[Passage to read]:
Drinking and driving - never exceed the BAC (Blood Alcohol Concentration) limits for drivers
As with any other alcoholic beverage, the consumption of wine affects the capacity to perform certain activities, such as driving.
Blood Alcohol Concentration (BAC)
- BAC is the amount of alcohol in the blood stream:
- a BAC level of 0.5 means that an individual has 0.5g of alcohol in their body for every 1 litre of blood.
- Taking a standard drink of 10g of alcohol, BAC will generally increase by 0.2-0.3 for each standard drink.
- A BAC will generally decrease by approximately 0.2-0.1 per hour (¾ to 1 standard drink, or 8g of alcohol per hour).
- The BAC will increase sharply when alcohol is consumed on an empty stomach.
Absorption of alcohol
After an alcoholic drink is consumed, the alcohol is absorbed rapidly from the stomach and intestine into the bloodstream. The blood alcohol level after drinking a specific number of drinks depends on the rate of drinking and the rate at which it is broken down in the liver. The capacity of the liver to break down alcohol is limited, so that if there is more alcohol in the liver than it has capacity to break down, the remaining alcohol will circulate in the blood to other organs and tissues of the body, such as the brain. Alcohol usually starts to affect the brain within about 5 minutes of being swallowed.
The influence of alcohol on individuals will vary depending on the size, physical composition, gender, general health, metabolism, and/or the conditions under which alcohol is consumed (i.e. with or without food). For example, a woman’s BAC generally increases higher than a man’s because women tend to be smaller and have more fatty tissue per kg body weight than men. Men also have more body water, thus, alcohol is more concentrated in the blood of a woman consuming the same number of drinks as a man. In addition, women have leof the enzyme that metabolizes alcohol in their stomach and liver.

[Data records]:
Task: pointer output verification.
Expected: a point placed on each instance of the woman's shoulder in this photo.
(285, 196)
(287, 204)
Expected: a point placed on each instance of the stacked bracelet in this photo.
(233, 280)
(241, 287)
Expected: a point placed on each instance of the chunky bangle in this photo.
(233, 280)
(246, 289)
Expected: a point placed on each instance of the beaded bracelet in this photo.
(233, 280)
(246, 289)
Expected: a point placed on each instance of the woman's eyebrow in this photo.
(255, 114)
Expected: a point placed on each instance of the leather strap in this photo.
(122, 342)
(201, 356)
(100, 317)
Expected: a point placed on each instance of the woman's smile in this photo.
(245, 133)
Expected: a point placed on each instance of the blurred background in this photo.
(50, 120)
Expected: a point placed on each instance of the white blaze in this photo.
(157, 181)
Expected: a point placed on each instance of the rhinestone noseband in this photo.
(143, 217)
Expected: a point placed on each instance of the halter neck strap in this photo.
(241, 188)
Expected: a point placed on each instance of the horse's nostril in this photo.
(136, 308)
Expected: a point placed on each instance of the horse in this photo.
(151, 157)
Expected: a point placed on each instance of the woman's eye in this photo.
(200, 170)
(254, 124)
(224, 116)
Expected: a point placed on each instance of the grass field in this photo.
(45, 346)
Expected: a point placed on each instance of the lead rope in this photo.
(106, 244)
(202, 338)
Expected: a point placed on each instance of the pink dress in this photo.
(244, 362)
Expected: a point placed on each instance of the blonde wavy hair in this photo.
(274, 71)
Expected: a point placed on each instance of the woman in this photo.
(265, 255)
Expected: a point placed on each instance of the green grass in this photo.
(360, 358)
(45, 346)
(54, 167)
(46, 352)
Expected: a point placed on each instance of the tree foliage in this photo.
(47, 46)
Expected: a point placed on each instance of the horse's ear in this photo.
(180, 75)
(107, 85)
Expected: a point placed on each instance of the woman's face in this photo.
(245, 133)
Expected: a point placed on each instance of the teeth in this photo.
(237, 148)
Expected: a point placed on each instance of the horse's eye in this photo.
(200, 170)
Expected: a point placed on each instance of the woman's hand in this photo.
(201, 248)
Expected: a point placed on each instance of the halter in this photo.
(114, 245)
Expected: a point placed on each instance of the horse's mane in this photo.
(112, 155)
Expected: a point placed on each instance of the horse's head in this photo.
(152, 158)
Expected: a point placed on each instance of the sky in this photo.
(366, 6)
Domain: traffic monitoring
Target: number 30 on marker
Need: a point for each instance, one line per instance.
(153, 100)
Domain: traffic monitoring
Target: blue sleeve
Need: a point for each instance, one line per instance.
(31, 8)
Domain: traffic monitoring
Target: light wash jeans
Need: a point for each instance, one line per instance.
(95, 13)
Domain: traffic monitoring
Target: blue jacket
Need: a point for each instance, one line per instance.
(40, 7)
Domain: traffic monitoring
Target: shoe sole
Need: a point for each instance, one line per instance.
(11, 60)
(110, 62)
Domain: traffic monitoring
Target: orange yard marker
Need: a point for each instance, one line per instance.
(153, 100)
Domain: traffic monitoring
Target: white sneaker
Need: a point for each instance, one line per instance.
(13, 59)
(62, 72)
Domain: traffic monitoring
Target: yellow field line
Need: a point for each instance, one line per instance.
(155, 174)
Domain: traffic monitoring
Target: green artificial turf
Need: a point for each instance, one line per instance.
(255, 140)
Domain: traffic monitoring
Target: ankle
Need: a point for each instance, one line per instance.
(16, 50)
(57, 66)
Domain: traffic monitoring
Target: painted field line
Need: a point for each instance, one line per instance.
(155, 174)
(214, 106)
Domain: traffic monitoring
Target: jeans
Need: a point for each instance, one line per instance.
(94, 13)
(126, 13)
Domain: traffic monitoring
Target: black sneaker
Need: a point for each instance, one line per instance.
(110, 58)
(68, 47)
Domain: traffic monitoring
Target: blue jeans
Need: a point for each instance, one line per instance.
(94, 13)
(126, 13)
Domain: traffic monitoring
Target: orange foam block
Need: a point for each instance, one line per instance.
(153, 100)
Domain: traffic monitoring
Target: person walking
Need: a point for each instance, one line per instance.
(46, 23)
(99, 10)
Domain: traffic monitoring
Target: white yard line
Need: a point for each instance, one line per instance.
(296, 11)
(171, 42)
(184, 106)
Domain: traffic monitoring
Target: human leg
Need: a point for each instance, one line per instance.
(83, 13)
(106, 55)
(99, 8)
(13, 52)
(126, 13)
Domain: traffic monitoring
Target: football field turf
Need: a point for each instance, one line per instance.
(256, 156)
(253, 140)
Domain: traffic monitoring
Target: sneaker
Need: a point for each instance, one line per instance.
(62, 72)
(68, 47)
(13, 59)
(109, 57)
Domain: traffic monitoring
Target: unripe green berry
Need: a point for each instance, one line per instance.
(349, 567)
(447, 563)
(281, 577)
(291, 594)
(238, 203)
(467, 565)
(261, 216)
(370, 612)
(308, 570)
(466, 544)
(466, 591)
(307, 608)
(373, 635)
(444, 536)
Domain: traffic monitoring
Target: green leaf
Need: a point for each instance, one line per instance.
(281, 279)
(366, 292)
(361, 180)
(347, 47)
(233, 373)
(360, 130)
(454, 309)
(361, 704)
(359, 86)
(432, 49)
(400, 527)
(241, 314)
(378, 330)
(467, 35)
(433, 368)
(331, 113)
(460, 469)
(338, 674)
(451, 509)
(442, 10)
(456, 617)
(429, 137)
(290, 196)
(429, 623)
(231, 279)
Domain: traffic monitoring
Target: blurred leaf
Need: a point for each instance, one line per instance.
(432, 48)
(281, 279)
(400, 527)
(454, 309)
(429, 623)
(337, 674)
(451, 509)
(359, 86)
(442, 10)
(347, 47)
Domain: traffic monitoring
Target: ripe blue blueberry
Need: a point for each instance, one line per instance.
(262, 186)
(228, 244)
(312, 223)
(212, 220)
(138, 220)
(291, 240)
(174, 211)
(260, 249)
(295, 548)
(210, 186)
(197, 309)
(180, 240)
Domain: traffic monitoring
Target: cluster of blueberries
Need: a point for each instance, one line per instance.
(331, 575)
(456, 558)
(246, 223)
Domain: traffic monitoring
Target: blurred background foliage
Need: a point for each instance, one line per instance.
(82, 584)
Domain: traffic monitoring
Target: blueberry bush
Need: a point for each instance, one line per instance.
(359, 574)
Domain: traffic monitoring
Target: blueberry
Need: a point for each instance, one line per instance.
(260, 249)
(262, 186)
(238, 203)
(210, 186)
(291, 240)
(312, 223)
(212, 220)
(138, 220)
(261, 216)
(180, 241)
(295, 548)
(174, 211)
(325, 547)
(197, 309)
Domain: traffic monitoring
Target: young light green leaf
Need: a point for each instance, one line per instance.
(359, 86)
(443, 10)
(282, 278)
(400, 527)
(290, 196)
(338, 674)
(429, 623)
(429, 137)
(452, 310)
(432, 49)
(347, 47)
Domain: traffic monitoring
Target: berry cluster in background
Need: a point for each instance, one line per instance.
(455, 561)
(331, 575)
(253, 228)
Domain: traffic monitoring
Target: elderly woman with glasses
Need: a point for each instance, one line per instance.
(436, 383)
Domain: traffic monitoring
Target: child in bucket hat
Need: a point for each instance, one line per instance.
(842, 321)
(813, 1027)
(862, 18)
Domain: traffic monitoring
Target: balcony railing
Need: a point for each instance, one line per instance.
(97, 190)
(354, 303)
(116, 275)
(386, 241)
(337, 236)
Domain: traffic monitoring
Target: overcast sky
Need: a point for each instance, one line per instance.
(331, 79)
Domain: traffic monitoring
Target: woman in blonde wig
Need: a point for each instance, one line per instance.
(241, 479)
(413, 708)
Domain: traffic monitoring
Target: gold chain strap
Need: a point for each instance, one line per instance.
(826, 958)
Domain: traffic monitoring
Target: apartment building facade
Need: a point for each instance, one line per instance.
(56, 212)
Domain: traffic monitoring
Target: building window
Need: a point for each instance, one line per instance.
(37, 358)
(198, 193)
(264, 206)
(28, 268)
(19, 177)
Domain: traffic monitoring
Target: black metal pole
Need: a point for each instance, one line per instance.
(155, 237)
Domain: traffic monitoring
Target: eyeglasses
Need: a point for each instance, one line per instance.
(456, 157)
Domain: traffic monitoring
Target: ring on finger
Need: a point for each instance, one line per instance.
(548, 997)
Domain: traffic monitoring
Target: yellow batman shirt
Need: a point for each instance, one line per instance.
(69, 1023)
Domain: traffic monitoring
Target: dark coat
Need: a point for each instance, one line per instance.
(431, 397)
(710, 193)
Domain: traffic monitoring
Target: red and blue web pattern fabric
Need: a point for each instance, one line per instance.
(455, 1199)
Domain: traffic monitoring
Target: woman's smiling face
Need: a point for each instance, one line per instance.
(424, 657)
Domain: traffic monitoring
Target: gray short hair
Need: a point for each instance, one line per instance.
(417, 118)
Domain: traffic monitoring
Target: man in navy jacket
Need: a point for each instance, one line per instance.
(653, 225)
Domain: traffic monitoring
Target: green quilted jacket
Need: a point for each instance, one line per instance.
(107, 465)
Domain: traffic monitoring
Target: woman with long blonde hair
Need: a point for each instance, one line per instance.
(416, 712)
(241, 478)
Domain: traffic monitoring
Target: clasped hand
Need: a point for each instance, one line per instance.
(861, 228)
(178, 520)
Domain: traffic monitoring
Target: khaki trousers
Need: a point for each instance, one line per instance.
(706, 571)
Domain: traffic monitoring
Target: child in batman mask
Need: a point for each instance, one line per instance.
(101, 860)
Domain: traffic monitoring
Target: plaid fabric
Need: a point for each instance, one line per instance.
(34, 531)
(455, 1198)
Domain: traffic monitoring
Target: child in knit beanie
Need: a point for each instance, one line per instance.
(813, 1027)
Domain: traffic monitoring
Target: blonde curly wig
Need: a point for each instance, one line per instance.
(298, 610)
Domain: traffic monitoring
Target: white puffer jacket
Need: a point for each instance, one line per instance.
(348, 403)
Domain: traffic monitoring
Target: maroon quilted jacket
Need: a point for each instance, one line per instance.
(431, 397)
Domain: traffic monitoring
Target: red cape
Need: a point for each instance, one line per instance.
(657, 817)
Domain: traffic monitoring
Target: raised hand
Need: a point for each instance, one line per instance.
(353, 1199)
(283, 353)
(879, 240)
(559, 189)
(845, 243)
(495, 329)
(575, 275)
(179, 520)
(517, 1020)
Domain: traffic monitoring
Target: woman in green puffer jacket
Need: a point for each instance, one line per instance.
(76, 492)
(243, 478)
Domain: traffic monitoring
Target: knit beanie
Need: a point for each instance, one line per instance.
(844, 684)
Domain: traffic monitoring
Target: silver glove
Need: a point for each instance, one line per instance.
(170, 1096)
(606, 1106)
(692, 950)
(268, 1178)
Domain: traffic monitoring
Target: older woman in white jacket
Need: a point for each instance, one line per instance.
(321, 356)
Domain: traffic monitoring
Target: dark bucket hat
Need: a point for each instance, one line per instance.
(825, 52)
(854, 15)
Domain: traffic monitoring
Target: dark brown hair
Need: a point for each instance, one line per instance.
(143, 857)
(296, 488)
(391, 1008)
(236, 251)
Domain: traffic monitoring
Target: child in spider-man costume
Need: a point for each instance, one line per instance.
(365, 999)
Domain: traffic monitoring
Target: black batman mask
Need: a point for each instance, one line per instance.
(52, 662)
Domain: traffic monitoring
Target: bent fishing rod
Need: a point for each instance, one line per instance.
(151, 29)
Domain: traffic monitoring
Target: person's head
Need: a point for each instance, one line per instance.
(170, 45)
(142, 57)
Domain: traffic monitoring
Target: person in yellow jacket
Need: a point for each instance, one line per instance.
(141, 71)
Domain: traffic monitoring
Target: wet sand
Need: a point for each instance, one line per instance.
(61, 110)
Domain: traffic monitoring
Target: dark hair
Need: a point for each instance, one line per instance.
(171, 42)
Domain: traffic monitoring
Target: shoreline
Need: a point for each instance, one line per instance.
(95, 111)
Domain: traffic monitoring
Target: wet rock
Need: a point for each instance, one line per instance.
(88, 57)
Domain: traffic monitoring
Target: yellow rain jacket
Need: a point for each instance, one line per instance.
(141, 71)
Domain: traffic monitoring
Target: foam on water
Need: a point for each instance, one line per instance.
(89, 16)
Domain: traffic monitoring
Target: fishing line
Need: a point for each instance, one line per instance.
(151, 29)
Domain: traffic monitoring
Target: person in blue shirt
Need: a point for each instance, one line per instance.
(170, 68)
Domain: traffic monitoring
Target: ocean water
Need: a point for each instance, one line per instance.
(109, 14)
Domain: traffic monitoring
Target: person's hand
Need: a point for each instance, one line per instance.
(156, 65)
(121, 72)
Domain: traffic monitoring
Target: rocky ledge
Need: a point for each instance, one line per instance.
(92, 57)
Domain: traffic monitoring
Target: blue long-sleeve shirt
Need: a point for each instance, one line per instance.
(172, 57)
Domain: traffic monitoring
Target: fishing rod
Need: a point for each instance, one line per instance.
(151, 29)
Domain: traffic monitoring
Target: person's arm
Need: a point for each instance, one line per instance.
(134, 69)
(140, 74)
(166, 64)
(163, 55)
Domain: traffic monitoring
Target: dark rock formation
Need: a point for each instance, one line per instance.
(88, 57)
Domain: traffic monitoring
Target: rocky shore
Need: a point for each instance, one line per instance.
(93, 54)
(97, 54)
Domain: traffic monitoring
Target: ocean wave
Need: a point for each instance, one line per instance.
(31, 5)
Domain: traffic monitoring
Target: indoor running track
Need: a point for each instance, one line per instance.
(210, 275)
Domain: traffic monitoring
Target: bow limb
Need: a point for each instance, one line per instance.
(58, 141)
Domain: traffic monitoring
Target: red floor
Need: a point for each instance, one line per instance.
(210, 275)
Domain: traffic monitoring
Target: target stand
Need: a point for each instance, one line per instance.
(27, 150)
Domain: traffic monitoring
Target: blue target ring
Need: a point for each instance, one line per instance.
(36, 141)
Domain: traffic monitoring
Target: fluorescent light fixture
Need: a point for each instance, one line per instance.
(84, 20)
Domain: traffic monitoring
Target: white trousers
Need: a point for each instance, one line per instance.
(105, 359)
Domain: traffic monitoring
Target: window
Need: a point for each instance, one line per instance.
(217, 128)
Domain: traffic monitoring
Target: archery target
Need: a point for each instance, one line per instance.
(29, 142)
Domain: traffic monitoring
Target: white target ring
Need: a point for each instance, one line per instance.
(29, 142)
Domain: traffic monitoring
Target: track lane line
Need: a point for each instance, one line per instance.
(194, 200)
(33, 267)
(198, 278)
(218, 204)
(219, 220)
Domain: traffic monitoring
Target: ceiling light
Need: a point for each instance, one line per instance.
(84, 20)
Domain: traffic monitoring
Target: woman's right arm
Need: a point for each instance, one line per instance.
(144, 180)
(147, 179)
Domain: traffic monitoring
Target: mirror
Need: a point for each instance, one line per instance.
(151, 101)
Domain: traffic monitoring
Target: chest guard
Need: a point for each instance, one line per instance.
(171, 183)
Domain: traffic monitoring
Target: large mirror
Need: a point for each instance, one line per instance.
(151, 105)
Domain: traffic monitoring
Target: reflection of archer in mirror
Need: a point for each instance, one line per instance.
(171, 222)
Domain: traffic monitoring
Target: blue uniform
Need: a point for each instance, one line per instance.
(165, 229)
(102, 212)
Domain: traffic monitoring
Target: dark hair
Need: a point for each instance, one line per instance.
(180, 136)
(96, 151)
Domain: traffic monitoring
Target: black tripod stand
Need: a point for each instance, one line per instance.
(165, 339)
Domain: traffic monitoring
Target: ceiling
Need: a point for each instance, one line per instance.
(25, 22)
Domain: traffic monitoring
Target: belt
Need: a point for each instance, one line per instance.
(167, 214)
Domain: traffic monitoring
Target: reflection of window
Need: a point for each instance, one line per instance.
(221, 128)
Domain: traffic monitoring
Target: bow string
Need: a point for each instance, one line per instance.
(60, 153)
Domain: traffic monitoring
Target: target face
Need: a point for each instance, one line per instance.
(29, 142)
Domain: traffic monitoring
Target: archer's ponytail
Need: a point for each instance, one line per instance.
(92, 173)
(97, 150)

[Work instruction 1]: How soon after being swallowed does alcohol usually start to affect the brain, according to the text on drinking and driving?
[Work instruction 2]: Resume the text on drinking and driving from where it stops.

[Answer area 1]: Within about 5 minutes.

[Answer area 2]:
Because of the multitude of factors that affect BAC, it is very difficult to assess one’s own BAC or impairment. Alcohol steadily decreases a person’s ability to drive a motor vehicle safely. Listed below are some of the common negative consequences following the consumption of alcoholic beverages.
Impact of alcohol on the ability to drive
Consequences on the psychomotor functions of the driver
- Coordination and capacity to react decrease
- Capacity to judge speed, distance and the relative position of the vehicle is affected
- Capacity to follow a trajectory or to face an unexpected event is affected
Consequences on the vision of the driver
- Field of vision is reduced and peripheral vision is altered
- Recovery of sight after a flash is delayed
- Even with low alcohol levels in the blood, the capacity to see, follow, and accommodate objects is deteriorated
Consequences for behaviour and attitude
- Alcohol may alter driving behaviour and reactions may become aggressive or neglectful
- It may induce feelings of over-confidence, which can give rise to reckless decisions
For these reasons, all EU member states have established legal limits on the BAC for drivers (Figure 6).
The best advice is to avoid drinking alcoholic beverages if you drive. In any case, the BAC limits established for drivers should never be exceeded!